(EXERCISE AIM) List every line in the items below that contains the string "logo", matching case exactly.

Collection entries:

*-*-*

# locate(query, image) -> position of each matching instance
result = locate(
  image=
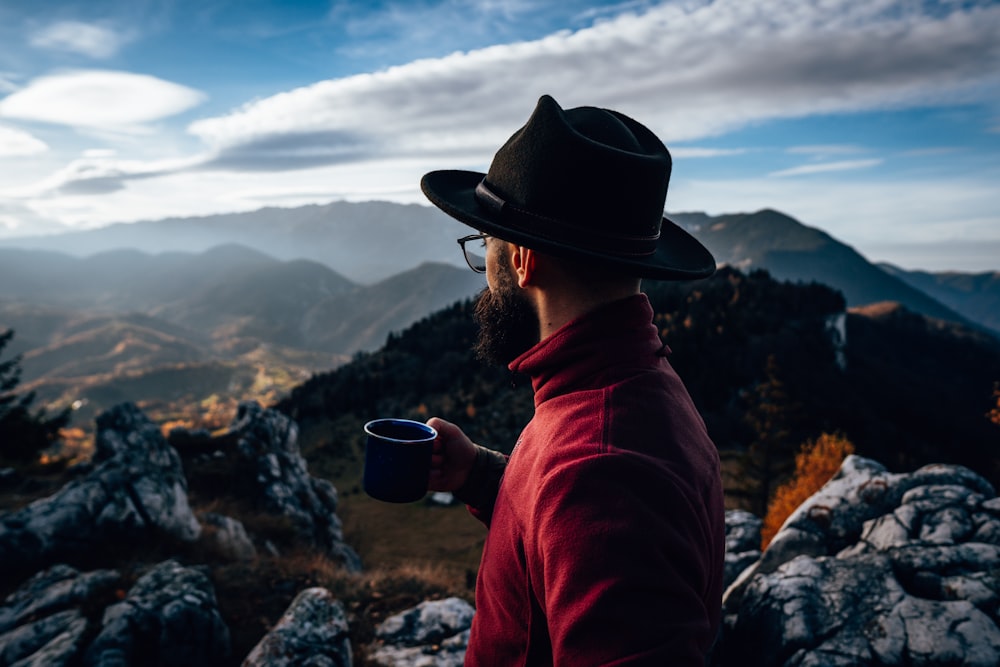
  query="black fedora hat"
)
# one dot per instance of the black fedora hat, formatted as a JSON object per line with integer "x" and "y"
{"x": 583, "y": 183}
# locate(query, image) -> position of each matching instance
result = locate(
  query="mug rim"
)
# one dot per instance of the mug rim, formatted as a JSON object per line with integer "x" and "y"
{"x": 429, "y": 431}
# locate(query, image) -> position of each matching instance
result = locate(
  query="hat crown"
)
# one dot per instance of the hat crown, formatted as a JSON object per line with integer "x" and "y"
{"x": 593, "y": 169}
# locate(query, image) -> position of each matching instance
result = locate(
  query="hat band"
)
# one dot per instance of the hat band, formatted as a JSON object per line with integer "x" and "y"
{"x": 556, "y": 230}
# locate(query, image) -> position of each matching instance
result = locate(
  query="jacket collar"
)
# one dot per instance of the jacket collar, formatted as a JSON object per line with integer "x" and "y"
{"x": 593, "y": 349}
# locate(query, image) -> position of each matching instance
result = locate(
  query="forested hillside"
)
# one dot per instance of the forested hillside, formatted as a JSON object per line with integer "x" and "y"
{"x": 760, "y": 357}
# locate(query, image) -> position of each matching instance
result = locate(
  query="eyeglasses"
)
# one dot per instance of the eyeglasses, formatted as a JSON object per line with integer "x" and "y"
{"x": 476, "y": 260}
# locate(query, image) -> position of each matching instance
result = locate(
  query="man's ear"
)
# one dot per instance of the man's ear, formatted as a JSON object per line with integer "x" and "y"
{"x": 524, "y": 262}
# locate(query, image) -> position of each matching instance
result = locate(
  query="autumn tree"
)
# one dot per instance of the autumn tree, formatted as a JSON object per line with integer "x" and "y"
{"x": 769, "y": 416}
{"x": 23, "y": 435}
{"x": 816, "y": 463}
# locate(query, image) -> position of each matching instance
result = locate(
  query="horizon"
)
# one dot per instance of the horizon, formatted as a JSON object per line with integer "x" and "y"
{"x": 878, "y": 124}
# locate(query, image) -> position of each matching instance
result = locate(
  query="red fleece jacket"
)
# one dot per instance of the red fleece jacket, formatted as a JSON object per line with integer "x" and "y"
{"x": 607, "y": 535}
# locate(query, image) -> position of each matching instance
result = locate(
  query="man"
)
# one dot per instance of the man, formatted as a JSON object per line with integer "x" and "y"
{"x": 606, "y": 523}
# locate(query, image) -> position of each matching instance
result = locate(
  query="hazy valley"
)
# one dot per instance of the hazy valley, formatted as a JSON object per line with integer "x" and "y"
{"x": 188, "y": 312}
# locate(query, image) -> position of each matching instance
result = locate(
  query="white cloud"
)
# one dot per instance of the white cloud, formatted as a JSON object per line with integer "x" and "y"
{"x": 825, "y": 150}
{"x": 683, "y": 152}
{"x": 93, "y": 40}
{"x": 688, "y": 71}
{"x": 99, "y": 99}
{"x": 15, "y": 143}
{"x": 825, "y": 167}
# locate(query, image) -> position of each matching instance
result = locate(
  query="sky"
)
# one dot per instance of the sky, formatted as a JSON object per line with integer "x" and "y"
{"x": 877, "y": 121}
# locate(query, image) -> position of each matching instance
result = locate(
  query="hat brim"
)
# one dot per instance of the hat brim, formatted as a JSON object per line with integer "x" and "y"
{"x": 678, "y": 256}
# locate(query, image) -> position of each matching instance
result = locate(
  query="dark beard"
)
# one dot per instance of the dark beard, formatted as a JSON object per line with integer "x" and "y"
{"x": 508, "y": 324}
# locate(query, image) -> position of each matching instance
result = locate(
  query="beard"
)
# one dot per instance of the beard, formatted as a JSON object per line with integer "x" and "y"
{"x": 508, "y": 323}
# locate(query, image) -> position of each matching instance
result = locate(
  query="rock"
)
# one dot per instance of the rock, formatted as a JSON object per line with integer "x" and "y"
{"x": 875, "y": 568}
{"x": 432, "y": 634}
{"x": 227, "y": 537}
{"x": 742, "y": 543}
{"x": 274, "y": 474}
{"x": 313, "y": 631}
{"x": 43, "y": 621}
{"x": 168, "y": 618}
{"x": 136, "y": 489}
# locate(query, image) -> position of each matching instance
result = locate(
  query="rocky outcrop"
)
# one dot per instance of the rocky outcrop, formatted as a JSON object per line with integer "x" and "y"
{"x": 262, "y": 448}
{"x": 313, "y": 631}
{"x": 742, "y": 543}
{"x": 432, "y": 634}
{"x": 64, "y": 617}
{"x": 875, "y": 568}
{"x": 136, "y": 490}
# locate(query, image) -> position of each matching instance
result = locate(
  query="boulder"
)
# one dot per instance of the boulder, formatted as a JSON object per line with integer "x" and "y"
{"x": 742, "y": 543}
{"x": 875, "y": 568}
{"x": 313, "y": 631}
{"x": 227, "y": 537}
{"x": 432, "y": 634}
{"x": 169, "y": 618}
{"x": 135, "y": 489}
{"x": 273, "y": 474}
{"x": 45, "y": 622}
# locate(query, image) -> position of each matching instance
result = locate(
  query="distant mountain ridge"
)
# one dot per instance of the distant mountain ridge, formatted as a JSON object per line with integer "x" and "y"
{"x": 366, "y": 242}
{"x": 369, "y": 242}
{"x": 226, "y": 321}
{"x": 974, "y": 295}
{"x": 792, "y": 251}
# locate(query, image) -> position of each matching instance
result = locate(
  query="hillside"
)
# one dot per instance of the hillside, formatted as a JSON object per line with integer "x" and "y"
{"x": 367, "y": 242}
{"x": 975, "y": 296}
{"x": 789, "y": 250}
{"x": 230, "y": 322}
{"x": 888, "y": 397}
{"x": 372, "y": 241}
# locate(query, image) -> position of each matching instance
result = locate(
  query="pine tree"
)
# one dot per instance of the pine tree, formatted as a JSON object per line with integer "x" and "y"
{"x": 23, "y": 435}
{"x": 769, "y": 417}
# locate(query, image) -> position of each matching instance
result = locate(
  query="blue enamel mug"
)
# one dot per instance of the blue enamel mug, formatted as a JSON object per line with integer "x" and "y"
{"x": 397, "y": 459}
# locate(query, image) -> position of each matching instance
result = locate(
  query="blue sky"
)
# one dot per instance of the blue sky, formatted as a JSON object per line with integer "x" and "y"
{"x": 877, "y": 121}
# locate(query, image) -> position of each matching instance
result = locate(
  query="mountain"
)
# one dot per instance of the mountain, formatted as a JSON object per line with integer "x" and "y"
{"x": 366, "y": 242}
{"x": 178, "y": 328}
{"x": 973, "y": 295}
{"x": 906, "y": 389}
{"x": 369, "y": 242}
{"x": 792, "y": 251}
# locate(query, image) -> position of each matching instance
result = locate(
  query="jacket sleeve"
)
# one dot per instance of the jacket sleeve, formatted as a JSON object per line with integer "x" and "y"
{"x": 621, "y": 565}
{"x": 479, "y": 492}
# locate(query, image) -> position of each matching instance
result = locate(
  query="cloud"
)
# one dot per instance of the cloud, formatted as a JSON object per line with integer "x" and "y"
{"x": 89, "y": 39}
{"x": 683, "y": 152}
{"x": 825, "y": 167}
{"x": 16, "y": 143}
{"x": 99, "y": 99}
{"x": 688, "y": 71}
{"x": 825, "y": 150}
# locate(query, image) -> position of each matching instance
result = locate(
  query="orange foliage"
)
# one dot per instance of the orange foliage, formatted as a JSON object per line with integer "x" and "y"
{"x": 994, "y": 414}
{"x": 817, "y": 461}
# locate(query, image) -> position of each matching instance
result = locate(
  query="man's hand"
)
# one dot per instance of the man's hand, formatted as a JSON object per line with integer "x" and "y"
{"x": 452, "y": 458}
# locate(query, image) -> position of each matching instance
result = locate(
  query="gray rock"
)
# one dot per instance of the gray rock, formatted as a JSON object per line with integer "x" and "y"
{"x": 313, "y": 631}
{"x": 168, "y": 618}
{"x": 51, "y": 640}
{"x": 742, "y": 543}
{"x": 43, "y": 622}
{"x": 136, "y": 488}
{"x": 432, "y": 634}
{"x": 268, "y": 459}
{"x": 228, "y": 537}
{"x": 53, "y": 590}
{"x": 449, "y": 653}
{"x": 875, "y": 568}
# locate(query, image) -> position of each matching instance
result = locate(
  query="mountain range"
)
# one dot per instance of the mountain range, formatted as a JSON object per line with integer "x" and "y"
{"x": 368, "y": 242}
{"x": 212, "y": 304}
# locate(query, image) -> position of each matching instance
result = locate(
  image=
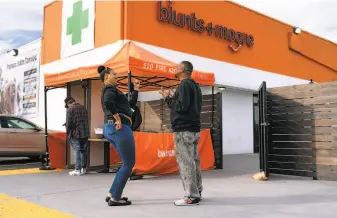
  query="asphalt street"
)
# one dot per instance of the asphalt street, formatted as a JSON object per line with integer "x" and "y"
{"x": 12, "y": 163}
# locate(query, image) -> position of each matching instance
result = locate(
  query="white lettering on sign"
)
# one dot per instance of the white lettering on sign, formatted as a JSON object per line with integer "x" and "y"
{"x": 159, "y": 67}
{"x": 166, "y": 153}
{"x": 148, "y": 66}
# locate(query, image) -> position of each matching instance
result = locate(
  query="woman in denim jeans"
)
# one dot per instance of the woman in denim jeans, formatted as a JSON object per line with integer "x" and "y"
{"x": 117, "y": 130}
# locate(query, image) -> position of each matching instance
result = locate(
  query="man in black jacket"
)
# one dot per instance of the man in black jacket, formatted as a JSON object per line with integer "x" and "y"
{"x": 136, "y": 115}
{"x": 185, "y": 106}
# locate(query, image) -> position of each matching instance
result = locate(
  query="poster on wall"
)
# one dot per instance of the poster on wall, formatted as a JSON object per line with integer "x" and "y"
{"x": 19, "y": 85}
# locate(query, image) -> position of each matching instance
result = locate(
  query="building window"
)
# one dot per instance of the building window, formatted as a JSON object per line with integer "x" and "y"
{"x": 256, "y": 122}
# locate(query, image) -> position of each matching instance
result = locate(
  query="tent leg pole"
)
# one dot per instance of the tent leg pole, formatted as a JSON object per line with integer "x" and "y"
{"x": 129, "y": 85}
{"x": 213, "y": 106}
{"x": 45, "y": 160}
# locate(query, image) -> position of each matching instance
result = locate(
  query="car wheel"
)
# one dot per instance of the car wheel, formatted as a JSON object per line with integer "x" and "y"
{"x": 35, "y": 158}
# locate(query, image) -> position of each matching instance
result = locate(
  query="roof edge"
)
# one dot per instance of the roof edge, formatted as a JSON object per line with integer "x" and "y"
{"x": 281, "y": 22}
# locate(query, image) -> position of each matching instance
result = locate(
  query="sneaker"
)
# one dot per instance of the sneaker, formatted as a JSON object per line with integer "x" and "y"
{"x": 75, "y": 173}
{"x": 200, "y": 196}
{"x": 187, "y": 202}
{"x": 83, "y": 171}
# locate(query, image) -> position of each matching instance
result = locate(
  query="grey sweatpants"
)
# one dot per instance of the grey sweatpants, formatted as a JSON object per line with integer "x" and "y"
{"x": 186, "y": 145}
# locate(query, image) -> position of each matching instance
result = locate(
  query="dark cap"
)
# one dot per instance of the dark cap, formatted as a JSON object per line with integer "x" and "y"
{"x": 68, "y": 100}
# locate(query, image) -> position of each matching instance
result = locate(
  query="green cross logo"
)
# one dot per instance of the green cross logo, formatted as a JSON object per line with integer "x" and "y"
{"x": 77, "y": 22}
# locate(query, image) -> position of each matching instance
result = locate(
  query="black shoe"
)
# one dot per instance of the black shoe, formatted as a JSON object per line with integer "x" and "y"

*-*-*

(RESULT OF THIS TASK)
  query="green cross logo"
# one dot per instance of the green cross logo, formatted as a JSON object per line with integer "x" and "y"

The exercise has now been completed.